• **WHAT YOU SHOULD DO**:
Show every line in the items below that contains the string "mountain", copied verbatim.

Data items
******************************

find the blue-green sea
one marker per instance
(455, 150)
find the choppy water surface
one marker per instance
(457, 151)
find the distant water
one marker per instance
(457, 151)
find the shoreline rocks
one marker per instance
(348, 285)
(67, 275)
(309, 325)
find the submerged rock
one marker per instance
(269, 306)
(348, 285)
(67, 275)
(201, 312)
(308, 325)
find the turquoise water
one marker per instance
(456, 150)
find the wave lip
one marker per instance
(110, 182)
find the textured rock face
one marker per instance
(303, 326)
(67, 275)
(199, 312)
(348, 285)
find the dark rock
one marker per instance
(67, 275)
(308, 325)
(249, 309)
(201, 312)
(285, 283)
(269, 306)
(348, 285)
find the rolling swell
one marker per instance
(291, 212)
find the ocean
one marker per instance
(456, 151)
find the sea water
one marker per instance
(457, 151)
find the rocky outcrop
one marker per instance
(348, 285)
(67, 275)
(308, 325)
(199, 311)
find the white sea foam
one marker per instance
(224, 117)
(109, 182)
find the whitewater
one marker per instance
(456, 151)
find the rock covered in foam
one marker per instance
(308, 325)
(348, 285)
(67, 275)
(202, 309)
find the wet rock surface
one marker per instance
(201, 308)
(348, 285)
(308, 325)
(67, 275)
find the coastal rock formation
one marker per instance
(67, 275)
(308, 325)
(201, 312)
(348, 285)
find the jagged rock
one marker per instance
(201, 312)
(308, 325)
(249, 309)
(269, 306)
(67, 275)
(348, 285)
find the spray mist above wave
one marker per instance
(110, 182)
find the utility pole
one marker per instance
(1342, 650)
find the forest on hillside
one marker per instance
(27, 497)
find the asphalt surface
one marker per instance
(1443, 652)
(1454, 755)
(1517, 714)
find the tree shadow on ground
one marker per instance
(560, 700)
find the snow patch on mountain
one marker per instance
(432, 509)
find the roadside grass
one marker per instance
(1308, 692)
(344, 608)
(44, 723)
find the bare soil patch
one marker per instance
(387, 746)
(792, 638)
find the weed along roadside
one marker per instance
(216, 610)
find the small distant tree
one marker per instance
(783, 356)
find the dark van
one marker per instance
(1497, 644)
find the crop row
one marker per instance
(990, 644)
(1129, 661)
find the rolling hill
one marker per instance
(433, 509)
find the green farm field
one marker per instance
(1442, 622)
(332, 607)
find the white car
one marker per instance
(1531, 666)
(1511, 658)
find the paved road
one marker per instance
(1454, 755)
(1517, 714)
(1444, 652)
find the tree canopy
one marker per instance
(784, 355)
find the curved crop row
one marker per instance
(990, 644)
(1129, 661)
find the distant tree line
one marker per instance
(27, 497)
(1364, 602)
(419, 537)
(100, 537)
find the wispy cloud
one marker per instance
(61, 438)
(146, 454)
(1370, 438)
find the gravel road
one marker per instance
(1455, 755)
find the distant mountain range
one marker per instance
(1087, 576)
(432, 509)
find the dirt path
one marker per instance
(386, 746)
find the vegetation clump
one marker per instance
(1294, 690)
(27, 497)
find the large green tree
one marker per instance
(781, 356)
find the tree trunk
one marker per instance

******************************

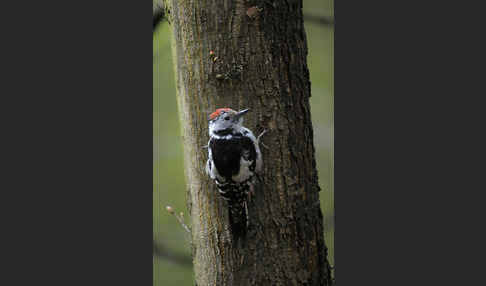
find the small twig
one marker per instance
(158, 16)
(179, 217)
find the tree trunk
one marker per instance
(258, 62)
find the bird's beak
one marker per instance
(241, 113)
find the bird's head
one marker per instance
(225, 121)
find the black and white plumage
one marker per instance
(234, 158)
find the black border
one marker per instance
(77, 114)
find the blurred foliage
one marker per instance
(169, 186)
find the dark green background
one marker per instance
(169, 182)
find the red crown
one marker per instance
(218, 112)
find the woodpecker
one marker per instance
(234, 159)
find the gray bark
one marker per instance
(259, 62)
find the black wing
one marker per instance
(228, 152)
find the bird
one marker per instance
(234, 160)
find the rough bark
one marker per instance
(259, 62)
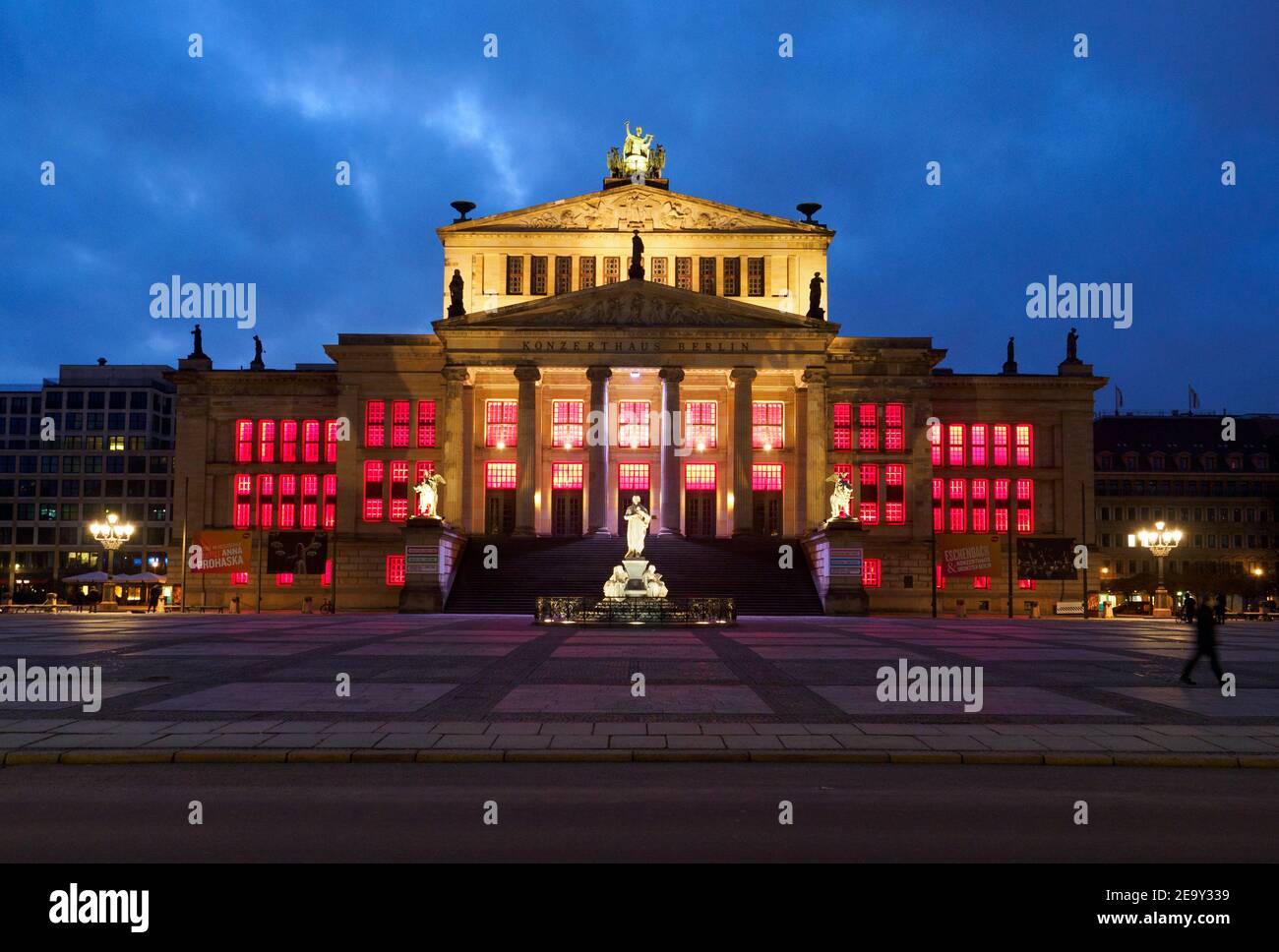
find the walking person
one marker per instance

******************************

• **FINAL RESULT**:
find the snow patch on mountain
find the distant mountain range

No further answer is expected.